- [The task]
Copy each line of the data below in which the word "utility" can be found.

*** Information given ***

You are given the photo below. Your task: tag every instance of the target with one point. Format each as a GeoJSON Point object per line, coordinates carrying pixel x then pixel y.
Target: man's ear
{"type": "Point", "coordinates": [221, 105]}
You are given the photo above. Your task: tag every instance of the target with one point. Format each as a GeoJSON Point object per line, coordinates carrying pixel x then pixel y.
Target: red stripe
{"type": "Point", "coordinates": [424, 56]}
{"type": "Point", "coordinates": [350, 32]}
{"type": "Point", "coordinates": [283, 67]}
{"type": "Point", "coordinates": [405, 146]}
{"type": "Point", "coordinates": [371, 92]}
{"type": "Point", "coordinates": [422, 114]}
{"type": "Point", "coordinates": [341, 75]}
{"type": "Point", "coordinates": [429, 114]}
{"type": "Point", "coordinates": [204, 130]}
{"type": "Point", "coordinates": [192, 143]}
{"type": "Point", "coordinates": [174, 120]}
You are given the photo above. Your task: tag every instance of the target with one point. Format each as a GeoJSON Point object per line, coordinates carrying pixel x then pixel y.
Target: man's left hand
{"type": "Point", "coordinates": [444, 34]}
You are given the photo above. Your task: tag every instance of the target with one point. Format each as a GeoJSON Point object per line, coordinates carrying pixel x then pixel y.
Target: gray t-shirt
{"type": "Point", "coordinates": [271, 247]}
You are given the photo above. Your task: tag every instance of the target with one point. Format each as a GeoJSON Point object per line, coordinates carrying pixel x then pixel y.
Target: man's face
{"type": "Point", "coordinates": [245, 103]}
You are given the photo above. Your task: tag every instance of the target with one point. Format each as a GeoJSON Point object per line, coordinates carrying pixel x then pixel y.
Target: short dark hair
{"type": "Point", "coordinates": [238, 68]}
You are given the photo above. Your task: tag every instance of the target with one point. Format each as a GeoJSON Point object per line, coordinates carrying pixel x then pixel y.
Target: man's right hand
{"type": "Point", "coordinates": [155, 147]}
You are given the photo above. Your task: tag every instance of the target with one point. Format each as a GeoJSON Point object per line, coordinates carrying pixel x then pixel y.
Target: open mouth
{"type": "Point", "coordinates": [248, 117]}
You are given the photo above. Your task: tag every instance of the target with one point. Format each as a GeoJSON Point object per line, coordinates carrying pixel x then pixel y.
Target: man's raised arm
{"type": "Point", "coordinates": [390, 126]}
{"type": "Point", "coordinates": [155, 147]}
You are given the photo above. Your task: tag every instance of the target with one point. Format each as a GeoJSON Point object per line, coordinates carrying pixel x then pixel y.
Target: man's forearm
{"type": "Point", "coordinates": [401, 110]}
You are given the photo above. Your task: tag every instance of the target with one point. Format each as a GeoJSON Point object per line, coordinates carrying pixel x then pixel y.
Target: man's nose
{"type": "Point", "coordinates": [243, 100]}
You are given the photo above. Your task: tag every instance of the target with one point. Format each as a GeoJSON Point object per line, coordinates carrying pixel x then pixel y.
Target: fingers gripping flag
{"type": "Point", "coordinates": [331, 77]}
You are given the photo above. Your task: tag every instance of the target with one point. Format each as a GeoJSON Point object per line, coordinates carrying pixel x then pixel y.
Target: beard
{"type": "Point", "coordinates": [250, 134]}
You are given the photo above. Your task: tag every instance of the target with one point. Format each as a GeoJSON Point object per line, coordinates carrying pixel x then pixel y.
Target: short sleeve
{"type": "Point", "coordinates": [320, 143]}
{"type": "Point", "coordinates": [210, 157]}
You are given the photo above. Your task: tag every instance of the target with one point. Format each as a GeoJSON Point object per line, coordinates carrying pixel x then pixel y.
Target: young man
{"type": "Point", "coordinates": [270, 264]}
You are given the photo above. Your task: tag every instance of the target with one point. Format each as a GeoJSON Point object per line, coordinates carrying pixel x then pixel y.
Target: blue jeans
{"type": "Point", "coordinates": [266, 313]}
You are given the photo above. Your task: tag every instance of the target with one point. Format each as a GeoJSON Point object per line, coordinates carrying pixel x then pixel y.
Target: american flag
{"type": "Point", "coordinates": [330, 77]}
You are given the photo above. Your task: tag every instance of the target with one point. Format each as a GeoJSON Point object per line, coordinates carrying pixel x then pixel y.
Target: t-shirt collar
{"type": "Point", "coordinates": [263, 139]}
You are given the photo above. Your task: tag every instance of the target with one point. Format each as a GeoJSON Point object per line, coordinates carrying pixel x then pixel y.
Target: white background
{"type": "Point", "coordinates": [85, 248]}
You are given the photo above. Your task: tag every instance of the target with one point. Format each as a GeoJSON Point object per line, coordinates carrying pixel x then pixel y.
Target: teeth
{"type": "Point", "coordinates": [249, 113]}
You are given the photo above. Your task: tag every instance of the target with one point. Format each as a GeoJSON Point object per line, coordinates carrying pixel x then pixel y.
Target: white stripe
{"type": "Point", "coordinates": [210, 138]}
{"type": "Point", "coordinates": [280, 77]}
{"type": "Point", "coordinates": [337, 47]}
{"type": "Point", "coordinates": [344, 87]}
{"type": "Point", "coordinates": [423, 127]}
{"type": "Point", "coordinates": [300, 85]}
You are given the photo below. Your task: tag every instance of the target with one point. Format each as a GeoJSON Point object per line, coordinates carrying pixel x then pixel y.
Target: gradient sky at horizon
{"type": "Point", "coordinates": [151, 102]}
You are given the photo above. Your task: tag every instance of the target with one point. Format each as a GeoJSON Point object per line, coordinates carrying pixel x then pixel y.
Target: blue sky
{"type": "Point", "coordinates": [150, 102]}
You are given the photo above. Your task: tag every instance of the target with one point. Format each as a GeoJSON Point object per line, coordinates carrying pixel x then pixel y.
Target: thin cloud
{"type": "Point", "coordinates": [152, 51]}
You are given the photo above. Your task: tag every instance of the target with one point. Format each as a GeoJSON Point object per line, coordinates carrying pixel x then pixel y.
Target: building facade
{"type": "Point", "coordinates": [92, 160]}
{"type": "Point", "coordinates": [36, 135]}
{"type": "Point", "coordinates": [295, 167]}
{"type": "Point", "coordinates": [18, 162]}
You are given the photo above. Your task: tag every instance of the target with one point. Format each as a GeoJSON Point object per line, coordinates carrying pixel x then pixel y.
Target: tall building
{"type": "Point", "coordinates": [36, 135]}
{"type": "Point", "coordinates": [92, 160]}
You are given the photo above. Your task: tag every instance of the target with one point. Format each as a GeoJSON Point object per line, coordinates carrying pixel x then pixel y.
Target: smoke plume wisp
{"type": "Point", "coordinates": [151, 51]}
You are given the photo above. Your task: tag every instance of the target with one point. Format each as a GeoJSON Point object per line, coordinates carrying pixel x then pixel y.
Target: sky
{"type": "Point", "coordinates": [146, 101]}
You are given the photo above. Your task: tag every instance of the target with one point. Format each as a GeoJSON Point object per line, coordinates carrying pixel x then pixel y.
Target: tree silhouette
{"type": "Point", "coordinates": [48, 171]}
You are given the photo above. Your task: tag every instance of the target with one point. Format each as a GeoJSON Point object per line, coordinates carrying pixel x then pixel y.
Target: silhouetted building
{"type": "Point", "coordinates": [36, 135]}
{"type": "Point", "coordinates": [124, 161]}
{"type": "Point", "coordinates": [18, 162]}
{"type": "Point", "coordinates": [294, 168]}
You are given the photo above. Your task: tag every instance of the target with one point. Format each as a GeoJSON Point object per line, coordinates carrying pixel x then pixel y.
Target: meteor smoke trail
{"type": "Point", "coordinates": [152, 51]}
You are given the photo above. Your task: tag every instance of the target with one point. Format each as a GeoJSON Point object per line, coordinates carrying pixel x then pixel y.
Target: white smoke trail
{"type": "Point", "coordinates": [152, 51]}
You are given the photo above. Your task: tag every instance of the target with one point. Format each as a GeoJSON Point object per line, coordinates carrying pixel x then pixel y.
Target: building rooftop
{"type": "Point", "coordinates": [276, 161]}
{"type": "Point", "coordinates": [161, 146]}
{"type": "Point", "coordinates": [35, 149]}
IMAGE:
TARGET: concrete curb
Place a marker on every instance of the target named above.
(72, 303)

***
*** Information given ***

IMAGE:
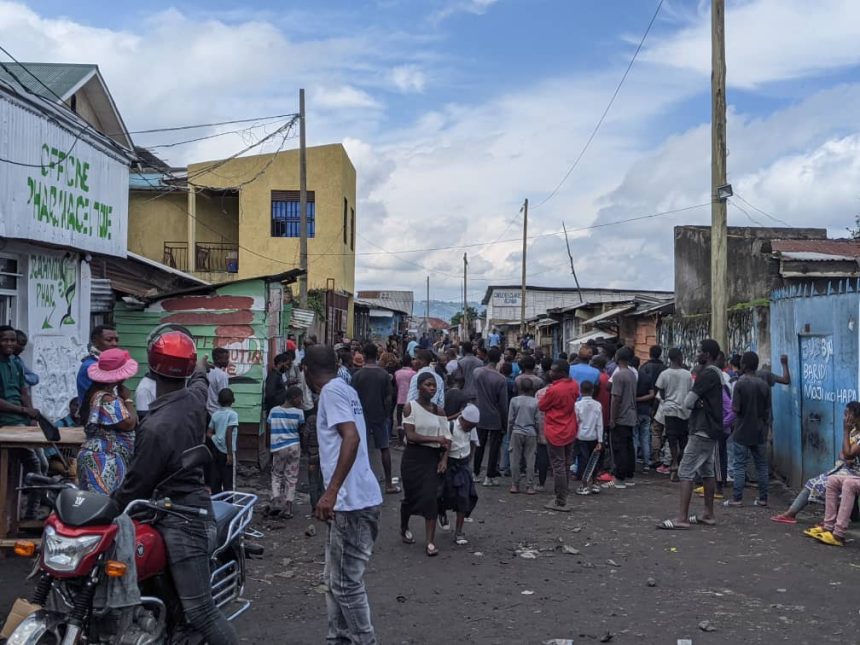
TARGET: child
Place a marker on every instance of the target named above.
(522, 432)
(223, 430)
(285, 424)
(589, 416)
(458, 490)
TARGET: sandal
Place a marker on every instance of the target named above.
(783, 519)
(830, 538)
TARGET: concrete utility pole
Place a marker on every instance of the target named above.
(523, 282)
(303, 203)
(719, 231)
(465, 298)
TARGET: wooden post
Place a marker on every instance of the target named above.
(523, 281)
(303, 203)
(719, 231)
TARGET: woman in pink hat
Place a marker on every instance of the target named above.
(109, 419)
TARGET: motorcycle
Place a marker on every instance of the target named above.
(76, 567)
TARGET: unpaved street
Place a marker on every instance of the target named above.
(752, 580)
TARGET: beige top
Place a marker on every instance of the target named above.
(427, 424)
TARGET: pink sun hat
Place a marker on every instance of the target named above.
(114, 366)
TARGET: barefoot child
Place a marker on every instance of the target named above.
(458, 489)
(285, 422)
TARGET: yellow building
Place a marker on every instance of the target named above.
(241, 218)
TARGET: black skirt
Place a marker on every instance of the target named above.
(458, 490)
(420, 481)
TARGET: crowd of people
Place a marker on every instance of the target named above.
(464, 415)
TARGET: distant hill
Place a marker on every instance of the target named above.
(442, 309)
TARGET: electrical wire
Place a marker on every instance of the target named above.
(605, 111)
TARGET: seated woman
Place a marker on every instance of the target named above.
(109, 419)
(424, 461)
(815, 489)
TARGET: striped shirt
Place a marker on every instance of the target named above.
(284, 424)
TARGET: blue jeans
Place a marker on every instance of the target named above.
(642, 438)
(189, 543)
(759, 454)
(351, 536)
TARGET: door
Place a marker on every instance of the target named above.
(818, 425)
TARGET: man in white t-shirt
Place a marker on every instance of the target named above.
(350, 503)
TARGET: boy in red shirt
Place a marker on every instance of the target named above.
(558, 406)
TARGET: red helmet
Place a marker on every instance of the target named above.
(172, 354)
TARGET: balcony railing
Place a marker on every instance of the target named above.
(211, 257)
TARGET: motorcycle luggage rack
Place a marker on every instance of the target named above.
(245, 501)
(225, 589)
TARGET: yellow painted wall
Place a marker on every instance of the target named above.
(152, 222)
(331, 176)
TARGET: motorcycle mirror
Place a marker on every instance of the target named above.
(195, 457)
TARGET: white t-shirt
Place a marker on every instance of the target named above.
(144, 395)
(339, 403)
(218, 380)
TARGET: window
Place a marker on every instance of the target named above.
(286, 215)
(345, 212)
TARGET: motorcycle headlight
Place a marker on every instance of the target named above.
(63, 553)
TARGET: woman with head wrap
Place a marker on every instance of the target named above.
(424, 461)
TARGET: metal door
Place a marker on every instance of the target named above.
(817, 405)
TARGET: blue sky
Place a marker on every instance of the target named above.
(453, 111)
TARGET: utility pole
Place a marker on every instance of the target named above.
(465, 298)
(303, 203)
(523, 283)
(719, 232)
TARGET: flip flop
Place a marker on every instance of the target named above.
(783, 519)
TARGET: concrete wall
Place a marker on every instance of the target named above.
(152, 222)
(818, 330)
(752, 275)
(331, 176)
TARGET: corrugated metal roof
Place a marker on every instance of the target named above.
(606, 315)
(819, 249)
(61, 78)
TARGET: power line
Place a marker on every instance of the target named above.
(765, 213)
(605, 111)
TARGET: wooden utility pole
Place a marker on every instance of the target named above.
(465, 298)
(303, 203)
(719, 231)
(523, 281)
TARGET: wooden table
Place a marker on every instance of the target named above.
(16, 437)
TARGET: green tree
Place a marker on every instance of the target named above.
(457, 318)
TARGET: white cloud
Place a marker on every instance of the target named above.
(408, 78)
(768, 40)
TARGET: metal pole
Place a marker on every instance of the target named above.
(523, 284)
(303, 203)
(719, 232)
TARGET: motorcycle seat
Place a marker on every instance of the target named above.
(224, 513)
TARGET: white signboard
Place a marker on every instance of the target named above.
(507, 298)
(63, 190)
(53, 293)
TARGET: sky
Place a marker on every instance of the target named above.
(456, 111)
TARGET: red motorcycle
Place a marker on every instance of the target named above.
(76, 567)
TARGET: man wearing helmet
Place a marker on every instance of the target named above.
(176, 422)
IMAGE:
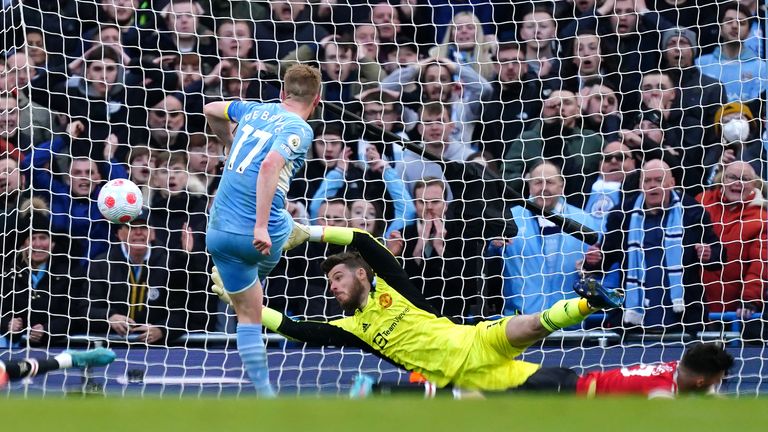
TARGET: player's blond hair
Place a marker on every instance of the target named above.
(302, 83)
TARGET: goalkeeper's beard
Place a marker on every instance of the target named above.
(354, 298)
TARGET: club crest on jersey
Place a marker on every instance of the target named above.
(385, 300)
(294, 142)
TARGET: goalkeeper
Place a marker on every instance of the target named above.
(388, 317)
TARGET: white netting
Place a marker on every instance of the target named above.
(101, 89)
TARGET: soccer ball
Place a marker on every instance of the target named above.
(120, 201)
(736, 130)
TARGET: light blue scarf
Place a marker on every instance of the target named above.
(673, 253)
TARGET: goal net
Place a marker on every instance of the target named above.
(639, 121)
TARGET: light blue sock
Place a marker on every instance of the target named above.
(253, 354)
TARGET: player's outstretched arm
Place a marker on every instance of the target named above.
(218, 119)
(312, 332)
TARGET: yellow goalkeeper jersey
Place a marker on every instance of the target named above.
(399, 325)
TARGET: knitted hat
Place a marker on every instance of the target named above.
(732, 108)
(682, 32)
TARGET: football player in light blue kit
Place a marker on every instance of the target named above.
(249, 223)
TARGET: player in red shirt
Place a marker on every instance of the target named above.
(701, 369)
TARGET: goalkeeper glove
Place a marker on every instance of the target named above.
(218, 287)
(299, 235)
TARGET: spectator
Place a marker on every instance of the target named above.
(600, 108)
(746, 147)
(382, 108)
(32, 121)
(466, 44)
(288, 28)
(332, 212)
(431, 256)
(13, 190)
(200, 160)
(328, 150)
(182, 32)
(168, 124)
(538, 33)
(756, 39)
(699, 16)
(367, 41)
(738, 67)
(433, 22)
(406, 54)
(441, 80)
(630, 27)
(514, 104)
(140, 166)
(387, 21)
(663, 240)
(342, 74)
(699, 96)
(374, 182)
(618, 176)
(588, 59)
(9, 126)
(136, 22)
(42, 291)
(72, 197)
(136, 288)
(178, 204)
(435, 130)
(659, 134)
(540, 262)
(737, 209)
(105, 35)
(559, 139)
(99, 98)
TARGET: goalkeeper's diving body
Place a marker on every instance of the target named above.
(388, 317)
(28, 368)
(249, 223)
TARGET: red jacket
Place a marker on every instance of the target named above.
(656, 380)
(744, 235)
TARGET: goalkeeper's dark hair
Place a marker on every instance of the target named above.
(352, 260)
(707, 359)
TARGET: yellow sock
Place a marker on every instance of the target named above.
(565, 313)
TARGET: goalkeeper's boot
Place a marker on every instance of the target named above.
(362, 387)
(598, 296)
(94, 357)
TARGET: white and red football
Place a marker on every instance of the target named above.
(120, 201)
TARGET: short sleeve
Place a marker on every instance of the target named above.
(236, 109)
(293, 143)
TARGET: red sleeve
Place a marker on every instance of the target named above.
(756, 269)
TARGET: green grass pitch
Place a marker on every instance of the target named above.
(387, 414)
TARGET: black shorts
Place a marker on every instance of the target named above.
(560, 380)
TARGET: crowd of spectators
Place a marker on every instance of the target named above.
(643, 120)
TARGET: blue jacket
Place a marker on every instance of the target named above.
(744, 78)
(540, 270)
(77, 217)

***

- [Task result]
TARGET: concrete utility pole
TARGET: utility pole
TARGET: wooden utility pole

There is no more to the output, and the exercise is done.